### How to complete this task
Each entry below should be given again exactly; the pictures stay out.

### Supplied records
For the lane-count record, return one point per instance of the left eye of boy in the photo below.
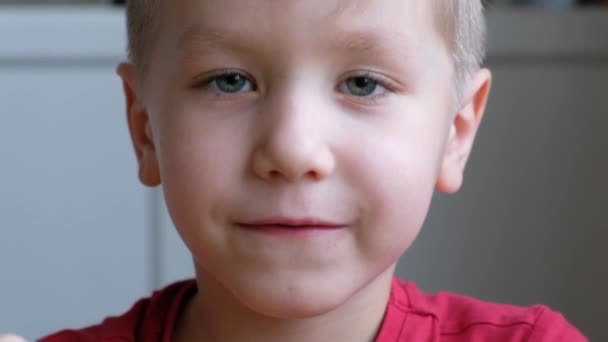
(232, 83)
(361, 86)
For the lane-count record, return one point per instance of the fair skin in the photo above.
(298, 144)
(299, 179)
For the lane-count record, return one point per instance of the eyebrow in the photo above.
(205, 37)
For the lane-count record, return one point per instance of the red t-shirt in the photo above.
(410, 316)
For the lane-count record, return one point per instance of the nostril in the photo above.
(274, 174)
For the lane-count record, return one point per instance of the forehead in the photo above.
(362, 25)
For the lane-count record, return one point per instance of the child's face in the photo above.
(261, 113)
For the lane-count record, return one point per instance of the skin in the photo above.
(295, 141)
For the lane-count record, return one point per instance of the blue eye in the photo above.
(229, 82)
(232, 83)
(364, 86)
(361, 86)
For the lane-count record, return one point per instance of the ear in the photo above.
(462, 132)
(139, 128)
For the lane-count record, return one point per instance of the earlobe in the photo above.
(139, 128)
(463, 130)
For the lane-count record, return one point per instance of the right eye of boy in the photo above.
(229, 83)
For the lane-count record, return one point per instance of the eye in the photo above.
(365, 86)
(228, 83)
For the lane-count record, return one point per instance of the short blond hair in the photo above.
(461, 22)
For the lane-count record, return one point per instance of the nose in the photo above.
(293, 143)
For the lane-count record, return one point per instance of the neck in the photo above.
(213, 315)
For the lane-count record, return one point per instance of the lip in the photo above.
(290, 223)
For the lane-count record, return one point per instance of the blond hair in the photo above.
(461, 23)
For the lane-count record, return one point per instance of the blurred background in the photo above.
(81, 239)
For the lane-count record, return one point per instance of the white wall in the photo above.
(73, 237)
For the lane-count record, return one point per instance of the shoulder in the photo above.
(146, 317)
(464, 318)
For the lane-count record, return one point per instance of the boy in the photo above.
(298, 144)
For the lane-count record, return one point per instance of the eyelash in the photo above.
(207, 79)
(389, 87)
(380, 81)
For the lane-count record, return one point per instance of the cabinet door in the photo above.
(72, 238)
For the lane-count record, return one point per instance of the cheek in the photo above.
(197, 164)
(396, 172)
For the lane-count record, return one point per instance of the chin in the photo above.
(295, 300)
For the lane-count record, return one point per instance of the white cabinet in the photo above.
(73, 236)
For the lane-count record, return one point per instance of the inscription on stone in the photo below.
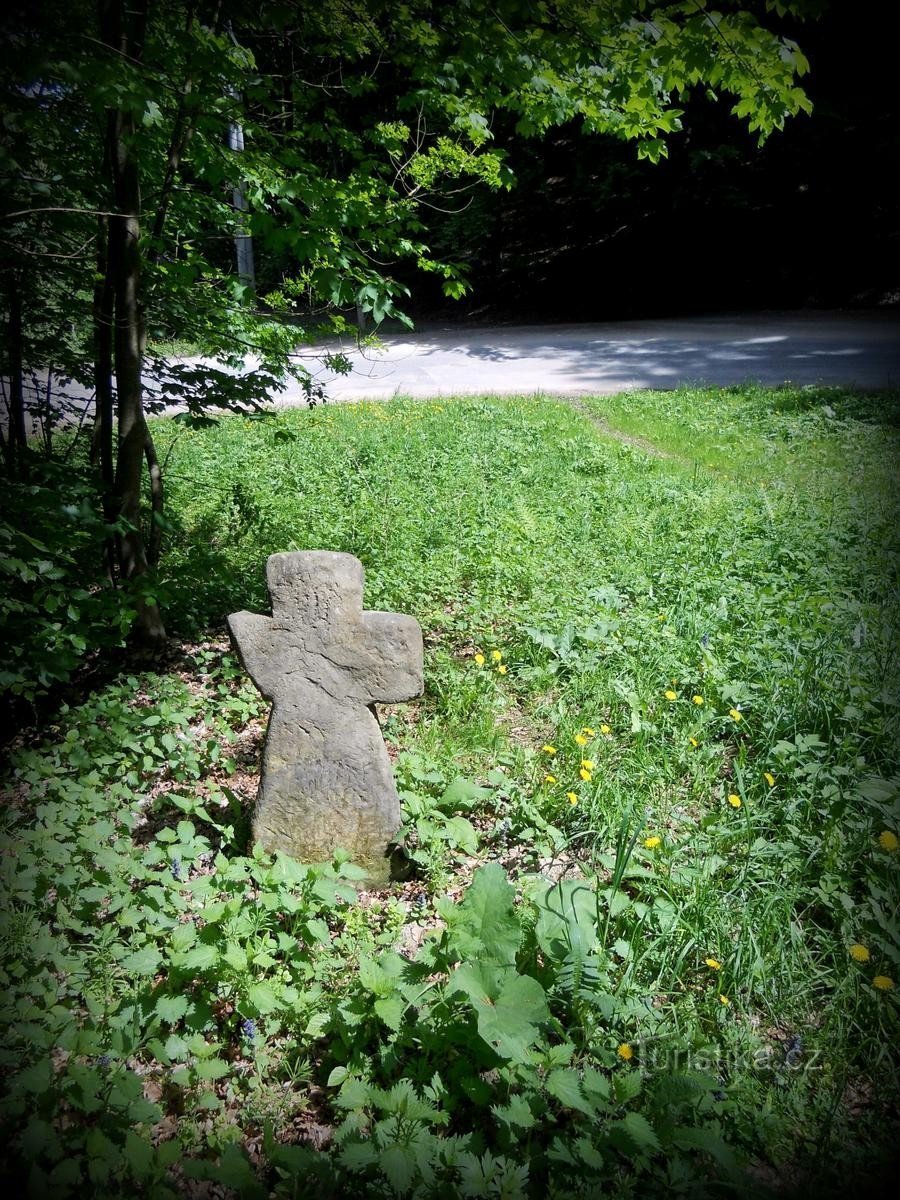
(323, 663)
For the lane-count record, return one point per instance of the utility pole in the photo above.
(243, 241)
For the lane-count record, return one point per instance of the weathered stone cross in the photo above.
(327, 780)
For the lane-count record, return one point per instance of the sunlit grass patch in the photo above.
(654, 767)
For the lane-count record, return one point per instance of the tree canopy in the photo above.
(123, 191)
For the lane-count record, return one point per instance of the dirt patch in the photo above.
(629, 439)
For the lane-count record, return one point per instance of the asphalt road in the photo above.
(857, 348)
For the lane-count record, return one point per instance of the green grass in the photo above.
(751, 562)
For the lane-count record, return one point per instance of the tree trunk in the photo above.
(154, 545)
(17, 445)
(123, 30)
(102, 317)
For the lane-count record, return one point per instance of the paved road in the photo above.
(801, 347)
(859, 348)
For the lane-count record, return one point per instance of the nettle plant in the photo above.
(495, 1062)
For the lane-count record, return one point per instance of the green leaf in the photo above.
(399, 1164)
(263, 997)
(171, 1008)
(510, 1008)
(484, 925)
(708, 1141)
(211, 1068)
(517, 1113)
(634, 1135)
(199, 958)
(461, 793)
(142, 963)
(138, 1155)
(460, 832)
(391, 1009)
(565, 1086)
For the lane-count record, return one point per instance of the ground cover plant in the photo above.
(648, 940)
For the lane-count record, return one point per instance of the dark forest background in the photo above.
(589, 233)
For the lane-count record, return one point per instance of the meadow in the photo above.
(646, 942)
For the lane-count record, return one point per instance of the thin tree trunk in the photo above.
(123, 30)
(102, 315)
(154, 545)
(18, 433)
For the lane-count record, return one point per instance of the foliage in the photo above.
(52, 615)
(651, 934)
(349, 117)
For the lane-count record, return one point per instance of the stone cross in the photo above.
(327, 780)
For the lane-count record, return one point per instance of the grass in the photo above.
(705, 615)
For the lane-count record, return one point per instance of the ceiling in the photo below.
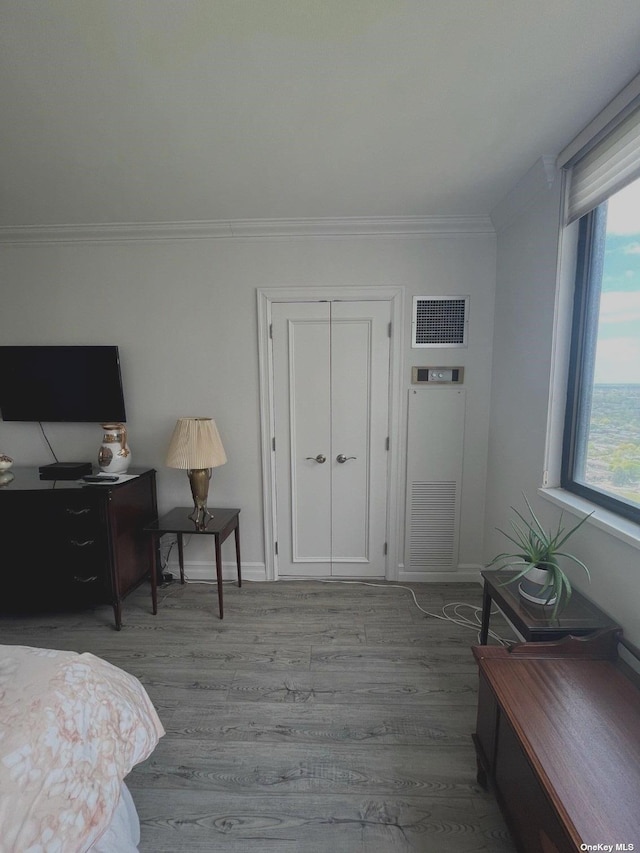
(146, 111)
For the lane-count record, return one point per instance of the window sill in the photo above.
(621, 528)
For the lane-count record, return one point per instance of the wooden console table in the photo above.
(535, 622)
(69, 543)
(558, 741)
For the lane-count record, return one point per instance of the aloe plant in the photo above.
(540, 549)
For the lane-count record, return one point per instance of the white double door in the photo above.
(331, 399)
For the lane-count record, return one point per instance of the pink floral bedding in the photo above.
(72, 726)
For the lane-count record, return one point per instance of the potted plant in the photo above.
(535, 559)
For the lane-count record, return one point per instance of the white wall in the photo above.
(528, 244)
(183, 312)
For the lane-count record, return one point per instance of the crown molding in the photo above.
(247, 228)
(539, 179)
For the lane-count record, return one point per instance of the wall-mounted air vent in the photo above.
(440, 321)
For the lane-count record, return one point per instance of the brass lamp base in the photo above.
(199, 481)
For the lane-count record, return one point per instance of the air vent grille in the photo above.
(440, 321)
(433, 525)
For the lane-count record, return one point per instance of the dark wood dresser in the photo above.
(70, 544)
(558, 741)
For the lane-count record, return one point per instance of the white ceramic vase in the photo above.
(114, 456)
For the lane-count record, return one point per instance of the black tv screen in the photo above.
(61, 383)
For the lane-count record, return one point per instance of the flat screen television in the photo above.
(74, 384)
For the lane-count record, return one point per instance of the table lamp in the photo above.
(196, 446)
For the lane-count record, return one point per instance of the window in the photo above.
(601, 448)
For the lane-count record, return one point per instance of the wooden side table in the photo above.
(221, 524)
(535, 622)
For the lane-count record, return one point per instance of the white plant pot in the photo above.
(532, 584)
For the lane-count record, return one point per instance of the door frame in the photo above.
(265, 298)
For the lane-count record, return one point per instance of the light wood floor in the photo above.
(319, 718)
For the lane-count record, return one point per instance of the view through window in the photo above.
(607, 429)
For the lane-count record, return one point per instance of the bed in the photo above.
(72, 726)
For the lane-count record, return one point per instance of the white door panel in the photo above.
(303, 429)
(331, 386)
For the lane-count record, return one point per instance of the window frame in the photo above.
(586, 305)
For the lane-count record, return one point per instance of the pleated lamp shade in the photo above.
(195, 443)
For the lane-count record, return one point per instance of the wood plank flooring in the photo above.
(320, 718)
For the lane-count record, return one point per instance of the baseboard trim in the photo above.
(469, 576)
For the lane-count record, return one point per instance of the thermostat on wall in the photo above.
(446, 375)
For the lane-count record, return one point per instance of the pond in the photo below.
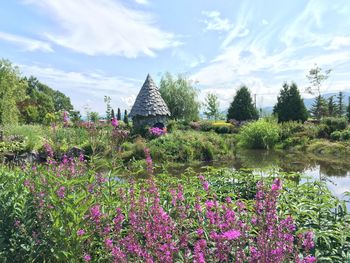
(334, 171)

### Task solution
For the lane-count record, return one point per instance of the left eye of boy in the photo below.
(232, 83)
(361, 86)
For the lane-count record, return one point per instance of the fair skin in the photo above.
(298, 144)
(299, 179)
For the lane-count record, return one point per instance of the eyebrow in the photo above.
(205, 37)
For the lane-count record, return one point per instance of the red t-shirt in the photo above.
(410, 316)
For the lane-count record, return one point per instance of the nostril in the photo above.
(274, 174)
For the lane-count record, return one point per instance of the forehead in the photo above.
(362, 25)
For the lane-count record, return one point per instance of the child's face in the photo above.
(261, 113)
For the lane-count record, return one point per instance of the skin in the photo above.
(295, 141)
For the lane-count record, return one point per instance of the blue eye in the photo above.
(229, 82)
(232, 83)
(364, 86)
(361, 86)
For the lane-count record, return one point per instance of the ear in the photo above.
(462, 132)
(139, 128)
For the lane-count record, return one point per instance of the earlobe in the photo above.
(139, 128)
(463, 130)
For the lane-count record, return one point per instance of the right eye of boy in the photo above.
(229, 83)
For the lane-count record, return one point per instance of the eye in the photo above.
(365, 86)
(228, 83)
For the lane-count record, return one point per instance of the short blond hair in the photo above.
(461, 22)
For the lane-count record, return one point per instance of the nose in the photo above.
(293, 143)
For the lane-count record, return one point per instance of the neck in the photo above.
(213, 315)
For the lane-count record, return one point per instance of the lip in the photo above.
(290, 223)
For the lane-count record, return one point per instance of the blond hair in the photo above.
(461, 23)
For the lane-count record, return one point per instance of the blurred background in the photo above.
(81, 239)
For the lane-count record, return one point per instance of the white wall in the photo above.
(73, 237)
For the lane-count record, return one point per instance of the shoulder in the photo above.
(146, 317)
(464, 318)
For the lane-count record, return one point per instance of the boy in the photo above.
(298, 144)
For the lane-count record, return one point per instance of the eyelash in the photo above.
(207, 79)
(389, 87)
(380, 81)
For the lane-count record, return one point per instance of the cabinet door in the photo above.
(72, 238)
For the lane-count record, return one point per instance of the cheek in the photo above.
(197, 164)
(396, 172)
For the lane-count record, return one point per instance of the chin in the photo above.
(295, 300)
For the lane-count record, return one point per instance of the white cabinet in the photo above.
(73, 236)
For the lane-count record, return one point per instance of the inscription on stone in the photo below.
(323, 663)
For the lane-count record, return one point per instance of the utility pole in the photo above.
(243, 241)
For the lane-count record, return one point per instance of the weathered stone cross in the photo above.
(327, 780)
For the lane-count record, return one point per instance of the sunlit grass patch in the photo above.
(654, 767)
For the lane-count record, return one point per instance of the tree canopy in the photo above.
(123, 191)
For the lane-count record, return one point per instance of the dirt patch in the photo above.
(629, 439)
For the lane-count record, return one point per instance of the asphalt road in the photo above.
(857, 348)
For the lane-count record, return one point per instance of the green grass in the photo above.
(751, 562)
For the lane-count record, return one point per instance of the tree trunk in the photo above.
(154, 545)
(17, 445)
(123, 30)
(102, 317)
For the lane-count record, return one point per instance of the paved road in the photo above.
(801, 347)
(859, 348)
For the lane-count record, return one point per instance of the nettle plant in the photo above.
(495, 1062)
For the lane-count record, return one point per instance of the green leaf in the photo above.
(399, 1164)
(263, 997)
(171, 1008)
(510, 1008)
(484, 925)
(708, 1141)
(211, 1068)
(517, 1113)
(634, 1135)
(199, 958)
(461, 793)
(142, 963)
(138, 1155)
(460, 832)
(391, 1009)
(565, 1086)
For the lane-count record, return one point per instance of the ground cover plant in the photo above.
(648, 940)
For the lane-count record, return one point per instance of the dark forest background in the photo above.
(589, 233)
For the lane-count record, return one point per instance of the meadow in the photo above.
(646, 942)
For the lane-count record, return one point per instance of the thin tree trunk in the photo above.
(123, 30)
(102, 315)
(154, 545)
(18, 433)
For the lane-count record, return one point per instance of the foliage in the photo above.
(52, 615)
(651, 934)
(349, 117)
For the lane-count record, return one point per instance of the stone cross in the photo above.
(327, 780)
For the lane-count record, return one point per instance of the grass in the photo above.
(705, 615)
For the lane-count record, return one point per instance of the ceiling in the photo below.
(146, 111)
For the lane-count record, return one point per instance of the window sill in the photo above.
(621, 528)
For the lane-count record, return one point per instance of the wooden console table in the photo above.
(535, 622)
(69, 543)
(558, 741)
For the lane-count record, return one point per instance of the aloe plant in the photo above.
(540, 549)
For the lane-count record, return one point per instance of the white double door in the photo above.
(331, 399)
For the lane-count record, return one point per instance of the pink floral bedding in the photo above.
(72, 726)
For the lane-count record, return one point per instance of the potted plant in the photo above.
(535, 559)
For the lane-count record, return one point per instance of the white wall in the photo above.
(528, 244)
(183, 312)
For the lane-count record, return one point per instance of the crown molding in the photo above.
(247, 228)
(539, 179)
For the lane-count record, return one point per instance of the wall-mounted air vent in the photo above.
(440, 321)
For the lane-count record, return one point per instance of the brass lamp base in the photo above.
(199, 481)
For the lane-count record, return one point per instance of the air vent grille in the photo above.
(440, 321)
(433, 525)
For the lane-count record, return one point per instance of the dark wood dresser in the photo above.
(70, 544)
(558, 741)
For the lane-count record, return one point per instance of the white ceramic vase in the photo above.
(114, 456)
For the lane-count record, return one point per instance of the black tv screen in the photo above.
(61, 383)
For the lane-count record, return one point per instance of the flat screen television in the photo above.
(74, 384)
For the lane-count record, return one point per instance of the table lamp in the photo above.
(196, 446)
For the lane-count record, return one point per instance of the window in the photo above.
(601, 448)
For the lane-count record, return one point per instance of the wooden side table in the photo above.
(221, 524)
(535, 622)
For the lane-count record, return one point per instance of the white plant pot in the photo above.
(532, 584)
For the lane-count record, return one point per instance of the door frame in the photo above.
(265, 298)
For the lane-count record, return one point per instance of the light wood floor in the photo above.
(319, 718)
For the lane-count record, return one point per instance of the view through window in the photo above.
(607, 429)
For the lane-count record, return one point per instance of the bed in the photo above.
(72, 726)
For the lane-count record, return one point per instance of the white door panel in the photo above.
(303, 429)
(331, 386)
For the lane-count record, return one point per instance of the window frame in the photo above.
(586, 305)
For the lane-count record, return one point per instance of the pleated lamp shade in the photo above.
(195, 443)
For the lane-count record, return one point per instance of the wood plank flooring in the photo above.
(320, 718)
For the lane-count record, return one point per instance of the baseboard trim in the photo above.
(469, 576)
For the lane-count record, return one point per instance of the thermostat on wall in the photo above.
(446, 375)
For the lane-count record, return one point per instance of the pond in the photo below.
(334, 171)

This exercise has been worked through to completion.